(Natural-language object grounding data)
^^^^^^^^
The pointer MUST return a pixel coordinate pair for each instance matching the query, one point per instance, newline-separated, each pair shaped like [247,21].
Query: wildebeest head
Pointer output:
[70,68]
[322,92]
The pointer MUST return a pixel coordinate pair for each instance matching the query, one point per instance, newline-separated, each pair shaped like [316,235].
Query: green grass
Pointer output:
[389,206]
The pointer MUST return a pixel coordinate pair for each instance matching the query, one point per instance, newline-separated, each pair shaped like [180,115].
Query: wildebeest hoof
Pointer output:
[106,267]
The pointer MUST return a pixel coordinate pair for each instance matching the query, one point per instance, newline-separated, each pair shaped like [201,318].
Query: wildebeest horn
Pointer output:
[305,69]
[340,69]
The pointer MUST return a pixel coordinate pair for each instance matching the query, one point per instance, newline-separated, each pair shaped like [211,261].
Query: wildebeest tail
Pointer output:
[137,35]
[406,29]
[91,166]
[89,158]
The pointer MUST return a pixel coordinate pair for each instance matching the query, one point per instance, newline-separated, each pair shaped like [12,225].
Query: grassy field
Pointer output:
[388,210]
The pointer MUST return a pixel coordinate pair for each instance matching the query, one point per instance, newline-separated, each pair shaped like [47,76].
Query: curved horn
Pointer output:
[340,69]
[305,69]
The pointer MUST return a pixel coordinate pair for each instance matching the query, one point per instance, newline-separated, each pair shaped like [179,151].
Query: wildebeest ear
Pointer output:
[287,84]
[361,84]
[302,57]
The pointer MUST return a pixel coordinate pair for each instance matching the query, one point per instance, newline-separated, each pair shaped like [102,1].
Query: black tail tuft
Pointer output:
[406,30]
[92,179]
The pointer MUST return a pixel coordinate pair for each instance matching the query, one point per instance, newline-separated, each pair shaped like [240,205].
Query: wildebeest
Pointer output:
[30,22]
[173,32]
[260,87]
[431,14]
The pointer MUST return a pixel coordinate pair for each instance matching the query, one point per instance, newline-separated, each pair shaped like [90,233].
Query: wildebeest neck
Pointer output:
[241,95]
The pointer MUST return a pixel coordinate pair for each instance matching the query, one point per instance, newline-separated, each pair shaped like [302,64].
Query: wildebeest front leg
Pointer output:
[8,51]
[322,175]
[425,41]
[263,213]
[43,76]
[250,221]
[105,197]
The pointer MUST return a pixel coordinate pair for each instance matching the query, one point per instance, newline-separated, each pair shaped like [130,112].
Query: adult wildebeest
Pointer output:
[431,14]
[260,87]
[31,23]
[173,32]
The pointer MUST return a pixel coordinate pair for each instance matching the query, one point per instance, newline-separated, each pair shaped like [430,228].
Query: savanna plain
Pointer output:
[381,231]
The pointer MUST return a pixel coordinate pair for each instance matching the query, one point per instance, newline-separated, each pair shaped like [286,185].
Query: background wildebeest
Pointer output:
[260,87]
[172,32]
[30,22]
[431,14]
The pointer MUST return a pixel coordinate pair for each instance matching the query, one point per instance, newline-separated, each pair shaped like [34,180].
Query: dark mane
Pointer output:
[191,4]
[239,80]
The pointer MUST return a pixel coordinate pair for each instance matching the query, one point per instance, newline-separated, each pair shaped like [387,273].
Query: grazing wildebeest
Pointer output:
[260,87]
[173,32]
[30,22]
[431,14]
^^^^^^^^
Output each entry exactly as written, leaving none out.

The pointer MUST return a pixel coordinate pair for each instance matching the query, one point per instance, newline-separated, each pair shaped like [247,21].
Query: wildebeest head
Pointer output:
[70,68]
[322,92]
The pointer MUST return a pixel coordinate pair for each instance matching the query, one point per instance, newline-separated, each pair shaped like [316,235].
Query: green grass
Pointer output:
[389,206]
The pointer MUST return a pixel coordinate pair for each instance matching the query, one point per instance, newline-separated, each pair shaped like [180,115].
Query: wildebeest hoof
Pointer output:
[106,267]
The pointer MUST return a pixel coordinate pair for each instance matching the query, one point per instance, newline-separated, each pair shaped like [201,318].
Query: wildebeest horn
Pointer output:
[305,69]
[340,69]
The pointer MUST return a pixel coordinate pair for each instance matching the query, one point per instance, newline-separated, each pair shaped like [211,261].
Query: wildebeest tail
Pointer output:
[137,35]
[406,29]
[91,166]
[89,158]
The pointer MUST return a pixel coordinate pair for each instance matching the query, one point per instance, newline-separated, each pair shaped like [12,225].
Query: grassy field
Pointer output:
[388,210]
The pointer MUST return a pixel coordinate pair for each instance matching the query, one point per instance, newline-separated, each pair shaped like [47,76].
Query: curved horn
Pointer output:
[340,69]
[305,69]
The pointer MUST return a pixel coordinate pair for each instance matching the query, one point per instance, newline-separated, each pair shaped like [179,151].
Query: wildebeest ear
Pointer output:
[287,84]
[361,84]
[302,57]
The pointer MUST return a pixel coordinate pair for each instance matching the query, one point per instance, newline-separated, each pair shaped like [102,1].
Query: black tail tuft
Pointer output:
[406,30]
[92,179]
The pointer MUST return a pixel coordinate pair for each instance matching the query, one point per instance, newline-separated, each pair shaped like [240,205].
Query: wildebeest
Pointer output:
[30,22]
[173,32]
[260,87]
[431,14]
The pointer MUST return a pixel coordinate pair for each instance matching the query, one point per instance, newline-separated, each pair shaped like [90,233].
Query: wildebeest neck
Pointer output:
[241,95]
The pointer MUST return a pixel coordinate pair for each instance matching the query, one point per instance, newline-separated, each pair shaped like [302,64].
Query: wildebeest front leg
Pointer output:
[8,51]
[322,175]
[425,41]
[263,213]
[43,76]
[250,221]
[105,197]
The pointer MUST return a pixel coordinate pair for each instance matching the query, one point per instance, newline-separated, each pair shaped like [130,112].
Query: adult wildebeest
Pointer output:
[431,14]
[260,87]
[31,23]
[173,32]
The pointer MUST return a pixel coordinate pair for each instance matching the query, one point per instance, newline-separated, each pair shaped like [430,228].
Query: savanna plain
Pointer output:
[381,231]
The pointer MUST return a pixel coordinate pair for each instance matching the query, one point per instance, newline-separated, each pair shaped like [286,185].
Query: background wildebeest
Pointer output:
[260,87]
[172,32]
[30,22]
[431,14]
The pointer MUST return a pixel coordinate pair for each instance matching the query, one point per instance, newline-separated, each pair shaped like [34,180].
Query: dark mane
Pointer output:
[191,4]
[239,80]
The pointer MUST return a pixel coordinate pair for each instance matching the query, one point per instance, newline-separated, each pair shaped like [387,273].
Query: grazing wildebeest
Pointer output:
[260,87]
[173,32]
[30,22]
[431,14]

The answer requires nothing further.